Texto proporcionado →
########################################

“Venezuela es todo petróleo”, dijo el célebre Juan Pablo Pérez Alfonzo en la década de los setenta. Hoy, Venezuela es toda crisis. Algo visible en cada calle, en cada barrio, en cada palabra, en el campo, en cada río y lago contaminado, en la selva amazónica. Y es una crisis profunda, histórica, lo está removiendo todo. Aunque en la actualidad nos estén vendiendo el enésimo pote de humo de que Venezuela se arregló.
El pasado 14 de diciembre se cumplieron 100 años del reventón del pozo Barroso II, el acontecimiento que verdaderamente inaugura la llamada “Venezuela petrolera”. Historia de la que muchos se sienten orgullosos, otros nostálgicos. Pero este centésimo cumpleaños nos invita a mirar largo hacia atrás, a preguntarnos cómo llegamos hasta acá, hasta este desastre que marca la vida de todas y todos los venezolanos. Desastre y centenario que además se mezclan con una crisis civilizatoria global, también muy vinculada al petróleo. Hay demasiadas condiciones materiales críticas para seguir haciéndonos sólo preguntas superficiales o cortoplacistas; requerimos más bien plantearnos algunas preguntas fundamentales, estructurales, de fondo.

########################################

Datos extraídos de una colección
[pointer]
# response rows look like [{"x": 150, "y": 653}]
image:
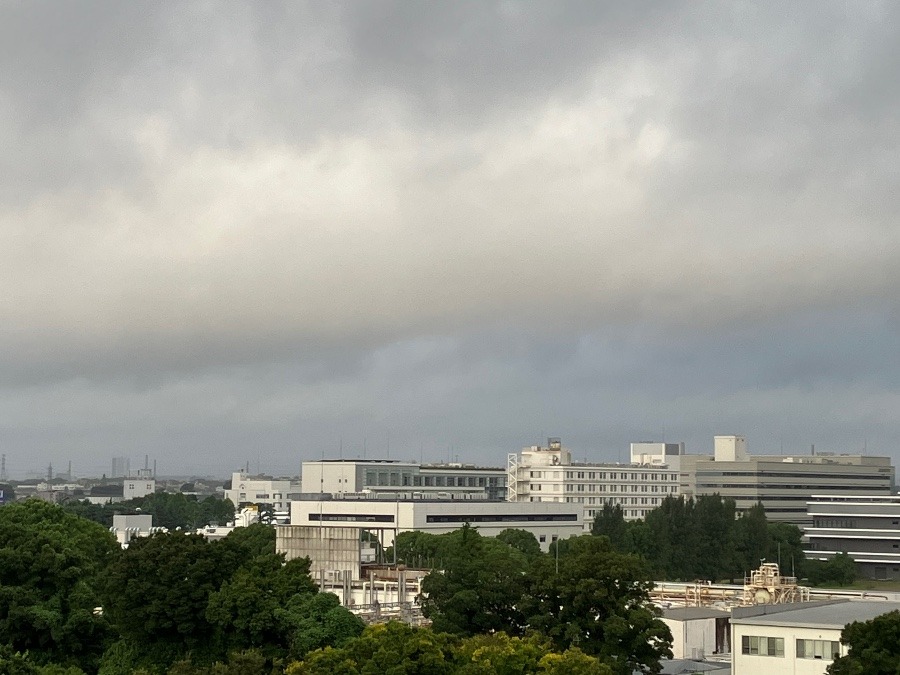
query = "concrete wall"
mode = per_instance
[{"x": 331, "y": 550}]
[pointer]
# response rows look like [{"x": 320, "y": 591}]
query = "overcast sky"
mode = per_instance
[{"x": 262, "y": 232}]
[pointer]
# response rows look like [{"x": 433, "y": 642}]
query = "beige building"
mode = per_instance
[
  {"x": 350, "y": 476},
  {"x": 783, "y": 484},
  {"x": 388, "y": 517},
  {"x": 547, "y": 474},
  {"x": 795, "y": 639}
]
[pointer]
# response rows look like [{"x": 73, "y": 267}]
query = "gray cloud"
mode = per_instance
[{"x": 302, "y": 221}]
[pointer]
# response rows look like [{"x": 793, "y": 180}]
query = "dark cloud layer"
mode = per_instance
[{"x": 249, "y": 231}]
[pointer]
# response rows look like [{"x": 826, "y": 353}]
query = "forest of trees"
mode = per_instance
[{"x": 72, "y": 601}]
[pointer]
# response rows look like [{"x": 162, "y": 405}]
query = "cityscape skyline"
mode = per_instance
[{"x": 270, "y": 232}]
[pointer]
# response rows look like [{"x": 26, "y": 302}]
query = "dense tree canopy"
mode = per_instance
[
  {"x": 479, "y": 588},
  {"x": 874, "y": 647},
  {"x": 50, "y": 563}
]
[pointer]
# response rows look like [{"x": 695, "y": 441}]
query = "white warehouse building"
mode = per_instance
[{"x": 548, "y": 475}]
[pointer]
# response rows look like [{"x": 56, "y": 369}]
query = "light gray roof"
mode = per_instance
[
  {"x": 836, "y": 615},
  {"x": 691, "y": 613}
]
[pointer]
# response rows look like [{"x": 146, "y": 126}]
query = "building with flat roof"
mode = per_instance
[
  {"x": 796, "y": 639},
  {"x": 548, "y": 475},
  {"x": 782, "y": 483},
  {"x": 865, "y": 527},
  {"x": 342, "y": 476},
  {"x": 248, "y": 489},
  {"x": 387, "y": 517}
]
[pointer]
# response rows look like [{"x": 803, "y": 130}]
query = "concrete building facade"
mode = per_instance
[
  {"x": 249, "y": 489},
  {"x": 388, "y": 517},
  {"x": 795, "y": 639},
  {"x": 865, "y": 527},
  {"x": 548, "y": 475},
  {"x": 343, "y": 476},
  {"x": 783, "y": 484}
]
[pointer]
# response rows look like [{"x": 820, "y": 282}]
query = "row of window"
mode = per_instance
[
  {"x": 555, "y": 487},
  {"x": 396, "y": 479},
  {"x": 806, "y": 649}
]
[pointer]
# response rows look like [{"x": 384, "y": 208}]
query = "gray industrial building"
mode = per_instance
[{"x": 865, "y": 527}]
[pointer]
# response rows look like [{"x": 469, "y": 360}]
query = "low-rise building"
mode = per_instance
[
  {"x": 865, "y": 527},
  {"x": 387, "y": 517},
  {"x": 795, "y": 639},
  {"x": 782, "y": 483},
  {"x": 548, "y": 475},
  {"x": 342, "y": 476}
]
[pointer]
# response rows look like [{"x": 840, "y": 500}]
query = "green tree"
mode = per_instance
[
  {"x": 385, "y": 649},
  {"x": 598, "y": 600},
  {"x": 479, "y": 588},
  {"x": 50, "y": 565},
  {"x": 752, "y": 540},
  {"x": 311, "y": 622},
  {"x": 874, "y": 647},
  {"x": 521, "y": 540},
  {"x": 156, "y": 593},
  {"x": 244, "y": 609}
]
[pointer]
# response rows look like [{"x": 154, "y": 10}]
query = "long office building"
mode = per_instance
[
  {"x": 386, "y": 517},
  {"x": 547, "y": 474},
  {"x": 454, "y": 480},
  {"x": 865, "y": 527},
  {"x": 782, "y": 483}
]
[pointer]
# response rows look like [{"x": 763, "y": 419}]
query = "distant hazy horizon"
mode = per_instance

########################################

Solicitudes →
[A] Reproduzca sin alteraciones el fragmento del texto sobre el petróleo venezolano que va desde "El pasado 14" hasta "estructurales, de fondo.".
[B] Según el texto sobre el petróleo venezolano, ¿qué acontecimiento inaugura verdaderamente la llamada "Venezuela petrolera"?

Las respuestas →
[A]
El pasado 14 de diciembre se cumplieron 100 años del reventón del pozo Barroso II, el acontecimiento que verdaderamente inaugura la llamada “Venezuela petrolera”. Historia de la que muchos se sienten orgullosos, otros nostálgicos. Pero este centésimo cumpleaños nos invita a mirar largo hacia atrás, a preguntarnos cómo llegamos hasta acá, hasta este desastre que marca la vida de todas y todos los venezolanos. Desastre y centenario que además se mezclan con una crisis civilizatoria global, también muy vinculada al petróleo. Hay demasiadas condiciones materiales críticas para seguir haciéndonos sólo preguntas superficiales o cortoplacistas; requerimos más bien plantearnos algunas preguntas fundamentales, estructurales, de fondo.

[B] El reventón del pozo Barroso II.